-- START Records supplied --

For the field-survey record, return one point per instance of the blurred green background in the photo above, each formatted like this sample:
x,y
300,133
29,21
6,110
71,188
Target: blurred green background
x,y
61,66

-- END Records supplied --

Write out every line of the records above, requests included, and shift each coordinate in the answers by -92. Leave the requests and their format samples unchanged.

-- Task result --
For the field-survey record, return one point per instance of the blurred green background in the photo above, each formatted like this sample:
x,y
300,133
29,21
6,110
71,188
Target: blurred green background
x,y
-31,-26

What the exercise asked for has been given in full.